▸ Work request
A verbatim copy of the lines from the one with "Where can you find the child" through the final line below is required; print it and nothing else.

(Natural language region descriptions)
--- START ---

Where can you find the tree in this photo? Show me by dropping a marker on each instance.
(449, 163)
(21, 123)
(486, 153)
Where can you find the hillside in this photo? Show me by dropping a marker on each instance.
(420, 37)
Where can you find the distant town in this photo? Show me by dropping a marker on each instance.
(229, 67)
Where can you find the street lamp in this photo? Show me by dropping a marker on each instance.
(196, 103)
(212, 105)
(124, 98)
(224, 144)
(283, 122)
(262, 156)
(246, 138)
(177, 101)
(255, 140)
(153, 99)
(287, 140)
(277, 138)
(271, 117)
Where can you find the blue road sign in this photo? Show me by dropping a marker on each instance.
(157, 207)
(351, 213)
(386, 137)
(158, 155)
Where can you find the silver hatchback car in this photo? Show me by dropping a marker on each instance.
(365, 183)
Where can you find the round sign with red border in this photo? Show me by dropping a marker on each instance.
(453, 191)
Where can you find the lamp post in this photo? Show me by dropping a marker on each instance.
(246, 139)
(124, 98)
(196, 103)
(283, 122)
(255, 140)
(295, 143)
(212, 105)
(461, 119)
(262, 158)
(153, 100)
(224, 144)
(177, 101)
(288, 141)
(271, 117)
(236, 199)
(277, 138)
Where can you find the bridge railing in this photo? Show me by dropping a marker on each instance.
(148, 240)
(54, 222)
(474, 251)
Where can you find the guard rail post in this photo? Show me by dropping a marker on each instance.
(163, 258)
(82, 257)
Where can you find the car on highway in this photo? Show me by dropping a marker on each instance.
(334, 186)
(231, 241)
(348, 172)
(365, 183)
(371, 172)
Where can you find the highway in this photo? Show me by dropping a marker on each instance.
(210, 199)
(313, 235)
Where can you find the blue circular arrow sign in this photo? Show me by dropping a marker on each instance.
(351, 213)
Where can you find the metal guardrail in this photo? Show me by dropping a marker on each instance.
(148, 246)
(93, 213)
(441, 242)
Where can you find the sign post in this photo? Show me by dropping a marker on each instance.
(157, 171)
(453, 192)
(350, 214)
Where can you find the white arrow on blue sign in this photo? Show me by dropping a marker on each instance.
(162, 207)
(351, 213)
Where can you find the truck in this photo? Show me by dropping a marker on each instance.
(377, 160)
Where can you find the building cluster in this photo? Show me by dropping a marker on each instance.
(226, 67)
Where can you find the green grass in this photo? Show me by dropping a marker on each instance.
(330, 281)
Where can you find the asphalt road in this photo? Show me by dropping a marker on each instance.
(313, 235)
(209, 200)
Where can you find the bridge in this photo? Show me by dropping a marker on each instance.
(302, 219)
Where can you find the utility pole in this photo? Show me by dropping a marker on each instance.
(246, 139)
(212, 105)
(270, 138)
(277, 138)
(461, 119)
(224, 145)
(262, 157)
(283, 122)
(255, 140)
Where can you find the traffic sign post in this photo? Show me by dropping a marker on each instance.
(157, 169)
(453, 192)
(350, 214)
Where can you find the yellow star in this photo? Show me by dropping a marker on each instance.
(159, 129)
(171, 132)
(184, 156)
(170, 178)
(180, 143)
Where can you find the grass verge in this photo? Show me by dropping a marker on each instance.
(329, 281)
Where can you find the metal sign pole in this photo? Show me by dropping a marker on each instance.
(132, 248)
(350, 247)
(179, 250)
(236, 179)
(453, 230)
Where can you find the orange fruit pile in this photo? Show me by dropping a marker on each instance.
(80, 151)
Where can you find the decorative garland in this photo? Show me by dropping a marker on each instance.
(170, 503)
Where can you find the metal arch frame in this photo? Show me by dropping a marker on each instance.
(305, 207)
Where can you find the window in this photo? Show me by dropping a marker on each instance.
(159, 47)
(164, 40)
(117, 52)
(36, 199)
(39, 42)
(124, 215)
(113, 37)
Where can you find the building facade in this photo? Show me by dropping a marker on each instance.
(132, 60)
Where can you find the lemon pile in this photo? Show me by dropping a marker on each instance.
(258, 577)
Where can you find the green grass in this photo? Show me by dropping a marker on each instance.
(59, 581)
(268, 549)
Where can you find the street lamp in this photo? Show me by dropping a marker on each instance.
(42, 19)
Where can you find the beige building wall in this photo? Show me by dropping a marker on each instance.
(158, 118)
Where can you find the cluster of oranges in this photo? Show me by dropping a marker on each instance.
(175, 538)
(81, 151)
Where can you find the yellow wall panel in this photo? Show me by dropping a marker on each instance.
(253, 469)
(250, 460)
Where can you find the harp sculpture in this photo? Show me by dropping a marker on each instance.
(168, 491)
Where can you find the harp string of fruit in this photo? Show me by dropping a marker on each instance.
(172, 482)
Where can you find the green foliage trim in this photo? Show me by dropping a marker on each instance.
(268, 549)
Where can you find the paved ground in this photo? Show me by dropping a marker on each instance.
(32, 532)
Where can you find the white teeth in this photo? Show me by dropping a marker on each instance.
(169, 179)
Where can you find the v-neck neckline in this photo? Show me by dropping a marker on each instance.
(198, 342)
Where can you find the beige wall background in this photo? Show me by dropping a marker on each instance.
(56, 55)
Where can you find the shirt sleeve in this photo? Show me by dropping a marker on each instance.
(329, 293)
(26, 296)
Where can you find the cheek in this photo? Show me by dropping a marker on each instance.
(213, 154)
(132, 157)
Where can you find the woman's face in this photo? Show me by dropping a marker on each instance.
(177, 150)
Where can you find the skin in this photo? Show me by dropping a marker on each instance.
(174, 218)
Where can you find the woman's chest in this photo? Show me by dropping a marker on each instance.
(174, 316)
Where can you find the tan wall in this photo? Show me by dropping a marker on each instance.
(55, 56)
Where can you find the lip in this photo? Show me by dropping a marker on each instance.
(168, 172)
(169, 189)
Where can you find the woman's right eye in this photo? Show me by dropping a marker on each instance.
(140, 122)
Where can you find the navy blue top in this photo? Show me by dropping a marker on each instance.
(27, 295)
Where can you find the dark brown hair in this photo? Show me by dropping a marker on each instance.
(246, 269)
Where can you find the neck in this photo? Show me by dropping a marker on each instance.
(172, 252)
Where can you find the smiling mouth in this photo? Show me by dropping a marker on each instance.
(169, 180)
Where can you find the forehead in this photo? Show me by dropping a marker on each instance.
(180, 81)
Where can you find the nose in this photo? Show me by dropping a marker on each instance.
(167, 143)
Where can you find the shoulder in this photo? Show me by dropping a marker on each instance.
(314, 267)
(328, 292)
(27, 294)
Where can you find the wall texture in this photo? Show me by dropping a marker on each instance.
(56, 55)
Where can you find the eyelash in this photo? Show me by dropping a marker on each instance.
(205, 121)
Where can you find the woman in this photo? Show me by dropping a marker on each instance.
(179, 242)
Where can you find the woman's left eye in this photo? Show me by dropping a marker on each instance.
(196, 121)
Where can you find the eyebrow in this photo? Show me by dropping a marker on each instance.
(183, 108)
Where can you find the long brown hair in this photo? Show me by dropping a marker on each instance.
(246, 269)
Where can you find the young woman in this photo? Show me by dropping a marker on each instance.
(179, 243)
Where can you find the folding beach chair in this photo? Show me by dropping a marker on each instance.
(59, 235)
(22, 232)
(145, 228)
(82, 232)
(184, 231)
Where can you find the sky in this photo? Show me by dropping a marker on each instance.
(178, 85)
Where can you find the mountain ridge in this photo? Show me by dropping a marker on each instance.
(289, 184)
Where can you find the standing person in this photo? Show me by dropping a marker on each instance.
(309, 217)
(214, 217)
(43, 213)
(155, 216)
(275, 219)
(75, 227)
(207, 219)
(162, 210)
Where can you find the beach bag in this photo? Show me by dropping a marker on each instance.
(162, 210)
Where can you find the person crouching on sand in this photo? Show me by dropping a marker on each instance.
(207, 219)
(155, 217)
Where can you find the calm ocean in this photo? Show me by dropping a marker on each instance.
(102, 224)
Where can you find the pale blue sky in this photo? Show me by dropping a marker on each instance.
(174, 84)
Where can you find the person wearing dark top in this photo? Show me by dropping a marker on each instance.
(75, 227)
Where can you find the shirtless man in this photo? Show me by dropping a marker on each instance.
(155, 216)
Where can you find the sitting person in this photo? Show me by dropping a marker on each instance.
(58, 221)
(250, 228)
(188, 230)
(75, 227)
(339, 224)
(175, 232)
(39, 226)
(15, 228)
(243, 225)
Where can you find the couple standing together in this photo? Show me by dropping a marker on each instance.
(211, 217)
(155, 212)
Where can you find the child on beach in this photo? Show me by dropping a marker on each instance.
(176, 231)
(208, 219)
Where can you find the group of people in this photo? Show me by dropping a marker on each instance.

--- END ---

▸ Result of the exercise
Where can you find the child on beach in this photo? Show me by dropping a marker on each instance.
(176, 231)
(208, 219)
Where can you find the group of people in this photo? Show me by dropping a marker on each instance.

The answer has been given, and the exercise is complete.